** Begin AVAILABLE RECORDS **

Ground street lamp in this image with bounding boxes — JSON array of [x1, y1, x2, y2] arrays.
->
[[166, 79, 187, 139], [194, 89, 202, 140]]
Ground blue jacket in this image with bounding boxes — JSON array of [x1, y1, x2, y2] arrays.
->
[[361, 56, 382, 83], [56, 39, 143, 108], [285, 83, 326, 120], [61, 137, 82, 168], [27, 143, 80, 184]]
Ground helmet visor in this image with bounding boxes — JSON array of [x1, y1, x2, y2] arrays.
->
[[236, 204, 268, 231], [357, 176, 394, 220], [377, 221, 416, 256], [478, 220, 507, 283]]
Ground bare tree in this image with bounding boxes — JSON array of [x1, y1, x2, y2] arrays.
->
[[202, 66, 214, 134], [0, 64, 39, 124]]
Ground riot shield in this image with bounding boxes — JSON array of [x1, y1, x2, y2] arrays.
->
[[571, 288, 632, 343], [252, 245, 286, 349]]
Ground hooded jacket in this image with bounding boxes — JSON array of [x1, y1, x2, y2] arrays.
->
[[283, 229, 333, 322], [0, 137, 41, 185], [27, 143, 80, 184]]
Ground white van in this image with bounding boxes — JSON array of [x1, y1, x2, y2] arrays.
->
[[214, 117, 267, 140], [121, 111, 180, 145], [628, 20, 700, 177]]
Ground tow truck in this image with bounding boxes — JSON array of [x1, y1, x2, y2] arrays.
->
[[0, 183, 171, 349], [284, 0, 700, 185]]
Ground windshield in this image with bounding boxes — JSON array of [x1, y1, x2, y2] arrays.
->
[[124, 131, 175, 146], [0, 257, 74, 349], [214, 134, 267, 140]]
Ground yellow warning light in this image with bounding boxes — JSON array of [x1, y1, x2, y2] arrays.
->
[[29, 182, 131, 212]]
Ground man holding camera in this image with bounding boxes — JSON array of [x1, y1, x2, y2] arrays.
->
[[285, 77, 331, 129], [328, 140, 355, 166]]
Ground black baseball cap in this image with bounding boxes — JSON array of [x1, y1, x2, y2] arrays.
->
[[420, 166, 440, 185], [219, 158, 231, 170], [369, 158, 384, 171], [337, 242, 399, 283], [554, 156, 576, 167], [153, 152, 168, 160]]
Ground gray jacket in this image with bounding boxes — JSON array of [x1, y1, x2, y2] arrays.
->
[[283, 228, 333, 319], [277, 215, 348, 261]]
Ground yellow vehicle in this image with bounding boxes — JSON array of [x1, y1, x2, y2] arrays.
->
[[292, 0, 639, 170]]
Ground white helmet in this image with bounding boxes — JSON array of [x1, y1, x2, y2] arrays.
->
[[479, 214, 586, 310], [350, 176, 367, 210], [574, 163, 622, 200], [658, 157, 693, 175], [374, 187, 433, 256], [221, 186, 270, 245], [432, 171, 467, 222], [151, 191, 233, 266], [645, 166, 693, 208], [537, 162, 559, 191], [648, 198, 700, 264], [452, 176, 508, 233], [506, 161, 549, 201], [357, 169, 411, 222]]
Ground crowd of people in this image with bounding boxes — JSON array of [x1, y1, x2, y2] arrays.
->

** End AVAILABLE RECORDS **

EXERCISE AIM:
Retype each line of the rows above verbatim, from first to last.

CORRECT ANSWER:
Ground street lamp in this image with bounding boxes — JSON array of [x1, y1, x2, y2] arrays.
->
[[166, 79, 187, 139], [194, 89, 202, 140]]
Ground blue jacket in this image with bounding boxes — JSON array of [x1, y1, x2, y2] arrays.
->
[[361, 56, 382, 83], [56, 39, 143, 108], [285, 83, 326, 120], [61, 137, 82, 168], [27, 143, 80, 184]]
Ground helmet visor in this image with bounding boxes — JSON array of [x1, y1, x2, y2] arrays.
->
[[236, 204, 268, 231], [357, 176, 394, 220], [377, 221, 416, 256], [478, 220, 507, 283]]
Ground bare tree in this image with bounding boxes — JSON array of [x1, y1, x2, y2] arrays.
->
[[202, 66, 214, 134], [0, 64, 39, 124]]
Ground riot shield in this image with bounding boxes — JSON array of [x1, y1, x2, y2] arrays.
->
[[571, 288, 632, 343], [252, 245, 286, 349]]
Ground hooded jacket in this image with bounding boxes — JSON array of [x1, y1, x2, y2] arrays.
->
[[283, 229, 333, 322], [0, 137, 41, 185], [27, 143, 80, 184]]
Ground white van in this image with bounding boxes — JSON array of [x1, y1, x2, y2] arrays.
->
[[214, 117, 267, 140], [121, 111, 180, 145], [628, 20, 700, 177]]
Ground tow truck in this image with bounding boxes — JSON array of [x1, y1, x2, y2] arrays.
->
[[0, 183, 171, 349], [284, 0, 700, 185]]
Ground windshield in this image with bounding boxes — JSON array of [x1, y1, x2, y2] arrays.
->
[[124, 131, 175, 146], [0, 257, 74, 349], [214, 134, 267, 140]]
Ground yellow warning light in this image with bounding boxes — JSON array of [x1, y1, x2, y2] arrays.
->
[[29, 182, 131, 212]]
Ground man holding camera in this image with bounding boxes — JSON array of [x1, y1, x2, y2] arrays.
->
[[285, 77, 331, 129], [328, 140, 355, 166]]
Ground black baseball cap in this image with bounding boxes — JSON array of [x1, y1, x2, y2] arrays.
->
[[420, 166, 440, 185], [219, 158, 231, 170], [369, 158, 384, 171], [337, 242, 399, 283], [554, 156, 576, 167], [153, 152, 168, 160]]
Ground gray jacket in this image with bounding boxes — JSON array of [x1, y1, x2, y2] arrays.
->
[[283, 228, 333, 319], [277, 215, 348, 261]]
Ground yellow vehicle in this image with bounding boxes — JSON array of [x1, y1, x2, y2] arrays.
->
[[292, 0, 639, 170]]
Ground white helmet in this image with bounding boxes — JSON array of [x1, y1, x2, y2] arrays.
->
[[479, 214, 586, 310], [350, 176, 367, 210], [574, 163, 622, 200], [658, 157, 693, 175], [374, 187, 433, 256], [221, 186, 270, 245], [432, 171, 467, 222], [151, 191, 233, 266], [645, 166, 693, 208], [537, 162, 559, 191], [648, 198, 700, 264], [452, 176, 508, 233], [506, 161, 549, 201], [357, 169, 411, 222]]
Ground crowd of people in this image with bounding boxes — JSON array of [x1, y1, x2, y2] arrays.
->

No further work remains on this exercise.